### Data to use
★ ★ ★

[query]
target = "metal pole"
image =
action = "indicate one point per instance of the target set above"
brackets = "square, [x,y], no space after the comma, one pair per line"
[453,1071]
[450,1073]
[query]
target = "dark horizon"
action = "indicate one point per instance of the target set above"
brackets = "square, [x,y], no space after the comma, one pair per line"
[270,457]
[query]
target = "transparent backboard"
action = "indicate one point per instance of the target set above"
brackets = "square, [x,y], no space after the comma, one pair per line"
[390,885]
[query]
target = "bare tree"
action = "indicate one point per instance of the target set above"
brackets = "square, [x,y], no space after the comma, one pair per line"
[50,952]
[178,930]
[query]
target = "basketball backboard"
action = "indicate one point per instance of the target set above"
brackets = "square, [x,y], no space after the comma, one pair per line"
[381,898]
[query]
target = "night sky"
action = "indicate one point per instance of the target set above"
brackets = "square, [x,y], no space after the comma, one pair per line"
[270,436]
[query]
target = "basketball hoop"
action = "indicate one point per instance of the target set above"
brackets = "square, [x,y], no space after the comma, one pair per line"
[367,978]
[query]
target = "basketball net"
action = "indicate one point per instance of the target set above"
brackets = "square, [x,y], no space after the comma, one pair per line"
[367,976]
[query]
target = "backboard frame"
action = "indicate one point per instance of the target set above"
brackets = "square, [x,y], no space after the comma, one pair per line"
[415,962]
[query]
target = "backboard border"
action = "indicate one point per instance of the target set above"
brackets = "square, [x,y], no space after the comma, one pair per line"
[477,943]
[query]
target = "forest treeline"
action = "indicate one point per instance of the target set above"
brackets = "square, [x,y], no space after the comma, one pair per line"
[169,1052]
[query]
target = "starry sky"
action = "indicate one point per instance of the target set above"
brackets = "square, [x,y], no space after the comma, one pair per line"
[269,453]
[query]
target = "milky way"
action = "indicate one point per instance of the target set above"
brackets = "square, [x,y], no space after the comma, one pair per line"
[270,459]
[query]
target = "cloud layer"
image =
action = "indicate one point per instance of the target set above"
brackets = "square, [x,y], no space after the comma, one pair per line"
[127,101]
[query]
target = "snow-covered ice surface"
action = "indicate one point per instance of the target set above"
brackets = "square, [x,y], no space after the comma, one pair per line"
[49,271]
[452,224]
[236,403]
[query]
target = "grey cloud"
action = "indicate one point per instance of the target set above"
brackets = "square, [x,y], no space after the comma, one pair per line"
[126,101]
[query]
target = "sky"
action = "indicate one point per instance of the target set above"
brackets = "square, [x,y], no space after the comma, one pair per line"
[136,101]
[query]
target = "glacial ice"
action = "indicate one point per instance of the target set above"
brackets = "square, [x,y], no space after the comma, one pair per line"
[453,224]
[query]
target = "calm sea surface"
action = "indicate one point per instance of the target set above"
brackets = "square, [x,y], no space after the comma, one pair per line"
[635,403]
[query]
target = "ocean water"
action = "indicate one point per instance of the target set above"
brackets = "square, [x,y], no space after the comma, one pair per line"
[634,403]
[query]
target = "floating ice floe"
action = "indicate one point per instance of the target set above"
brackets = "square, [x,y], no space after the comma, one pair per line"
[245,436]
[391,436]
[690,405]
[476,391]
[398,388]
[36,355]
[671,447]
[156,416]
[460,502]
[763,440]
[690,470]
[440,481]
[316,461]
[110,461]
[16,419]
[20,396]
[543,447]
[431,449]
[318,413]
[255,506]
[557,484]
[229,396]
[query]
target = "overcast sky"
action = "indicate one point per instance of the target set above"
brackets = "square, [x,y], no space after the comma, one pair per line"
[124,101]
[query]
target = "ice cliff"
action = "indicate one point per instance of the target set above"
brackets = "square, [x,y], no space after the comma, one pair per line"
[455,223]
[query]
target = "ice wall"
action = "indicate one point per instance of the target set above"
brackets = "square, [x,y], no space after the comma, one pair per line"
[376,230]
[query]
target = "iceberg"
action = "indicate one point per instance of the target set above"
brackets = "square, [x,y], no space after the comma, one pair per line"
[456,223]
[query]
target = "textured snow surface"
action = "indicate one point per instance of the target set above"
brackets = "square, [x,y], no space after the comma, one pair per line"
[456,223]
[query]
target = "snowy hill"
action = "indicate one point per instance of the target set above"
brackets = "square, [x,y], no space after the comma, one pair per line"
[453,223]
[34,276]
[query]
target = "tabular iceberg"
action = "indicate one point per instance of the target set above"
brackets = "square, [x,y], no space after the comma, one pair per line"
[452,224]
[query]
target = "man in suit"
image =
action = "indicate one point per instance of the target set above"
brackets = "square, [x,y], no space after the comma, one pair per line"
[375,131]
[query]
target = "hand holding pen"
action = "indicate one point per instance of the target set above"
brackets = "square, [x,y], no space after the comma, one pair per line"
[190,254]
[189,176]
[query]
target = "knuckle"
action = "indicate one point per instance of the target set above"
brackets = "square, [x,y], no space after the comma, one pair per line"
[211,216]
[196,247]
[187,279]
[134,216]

★ ★ ★

### Directions
What is needed here is a word-for-word copy of the whole listing.

### Answer for this exercise
[query]
target = "metal pole"
image =
action = "indicate one point per instance of the target set above"
brackets = "square, [x,y], no space after the comma, one pair per line"
[453,1071]
[450,1073]
[query]
target = "dark horizon"
action = "indicate one point per instance of the target set above"
brackets = "square, [x,y], no space after the comma, one pair per line"
[270,457]
[query]
target = "transparent backboard"
action = "indicate one point per instance of the target set above"
brackets = "square, [x,y], no space after the comma, one pair per line"
[390,885]
[query]
target = "bare tree"
action = "indicate one point per instance of the target set above"
brackets = "square, [x,y], no space after the comma, one pair per line"
[50,952]
[178,930]
[query]
target = "basketball backboard"
action = "indicate one point per instance of the target set above"
brackets = "square, [x,y], no space after the comma, one pair per line"
[381,898]
[query]
target = "night sky"
action = "indicate one point per instance of the target set above"
brackets = "square, [x,y], no space after the comma, one pair per line"
[270,436]
[query]
target = "basketball hoop"
action = "indicate one point per instance of the target set above"
brackets = "square, [x,y], no space after the comma, one pair per line"
[367,978]
[query]
target = "basketball net"
action = "indicate one point per instance of the target set above"
brackets = "square, [x,y], no space after the comma, one pair per line"
[367,976]
[query]
target = "backboard frame"
action = "indicate one point per instance of the target set above"
brackets = "square, [x,y], no space after the comma, one pair per line"
[415,962]
[query]
target = "backboard border"
action = "indicate one point per instance of the target set above"
brackets = "square, [x,y], no space after the comma, one pair per line"
[477,943]
[query]
target = "forest treeline"
action = "indicate one point per instance of the target set above"
brackets = "square, [x,y], no space after the comma, one pair per line"
[169,1052]
[query]
target = "starry sky"
action = "indicate one point per instance of the target set above"
brackets = "square, [x,y], no space after the comma, one pair per line"
[269,453]
[query]
target = "milky way"
action = "indicate one point per instance of the target set above"
brackets = "square, [x,y], no space after the comma, one pair per line"
[270,459]
[query]
target = "cloud layer"
image =
action = "indicate one point per instance of the target set above"
brackets = "square, [x,y], no space after the comma, one pair per line"
[127,101]
[query]
target = "snow-covered ice surface"
action = "indicate one point per instance of the target set above"
brackets = "square, [x,y], no space after the comma, one pair per line"
[49,271]
[452,224]
[236,403]
[query]
target = "grey cloud"
action = "indicate one point per instance of the target set above"
brackets = "square, [x,y], no space after the comma, one pair per line"
[126,101]
[query]
target = "sky"
action = "indicate one point per instance of the target set above"
brackets = "square, [x,y], no space after the comma, one pair per line"
[136,101]
[query]
target = "glacial ice"
action = "indicate one point per instance of the target set above"
brackets = "square, [x,y], no space after the comma, one pair per line"
[453,224]
[query]
target = "calm sea surface"
action = "indicate one point per instance of the target set above"
brackets = "square, [x,y], no space after the comma, one pair per line"
[635,403]
[query]
target = "ocean water"
action = "indicate one point per instance of the target set above"
brackets = "square, [x,y], no space after the comma, one pair per line"
[634,403]
[query]
target = "floating ice floe"
action = "indicate one point per instance of the target set above"
brackets = "square, [x,y], no space after the comma, one pair per line"
[245,436]
[391,436]
[690,405]
[476,391]
[398,388]
[36,355]
[671,447]
[156,416]
[460,502]
[763,440]
[690,470]
[440,481]
[316,461]
[110,461]
[16,419]
[20,396]
[543,447]
[431,449]
[318,413]
[255,506]
[557,484]
[229,396]
[query]
target = "overcast sky"
action = "indicate one point per instance of the target set above"
brackets = "square, [x,y], no space after the comma, one pair per line"
[124,101]
[query]
target = "ice cliff"
action = "indicate one point per instance of the target set above"
brackets = "square, [x,y], no space after the comma, one pair per line"
[455,223]
[query]
target = "ice wall"
action = "indicate one point per instance of the target set above"
brackets = "square, [x,y], no space after the comma, one pair per line"
[376,230]
[query]
target = "iceberg"
action = "indicate one point per instance of the target set above"
brackets = "square, [x,y], no space after the comma, one pair per line"
[456,223]
[query]
target = "textured snow surface"
action = "indicate one point per instance of the target set above"
brackets = "square, [x,y], no space after the comma, one pair per line"
[456,223]
[query]
target = "snowy hill"
action = "indicate one point per instance of the target set above"
brackets = "square, [x,y], no space after the comma, one pair per line"
[453,223]
[34,276]
[query]
target = "tabular iceberg"
action = "indicate one point per instance of the target set above"
brackets = "square, [x,y], no space after the comma, one pair per line"
[452,224]
[query]
target = "man in suit"
image =
action = "indicate one point per instance of the target set above"
brackets = "square, [x,y], no space after the comma, one pair per line"
[375,131]
[query]
target = "hand holding pen"
action = "indicate one point per instance of the target set above"
brackets = "square, [x,y], no space after the comma, one pair per line"
[190,254]
[189,176]
[query]
target = "knuckle"
action = "indicate one point per instance of the target set above"
brackets = "square, [x,y], no space after the comma, one pair per line"
[211,216]
[196,247]
[187,279]
[134,216]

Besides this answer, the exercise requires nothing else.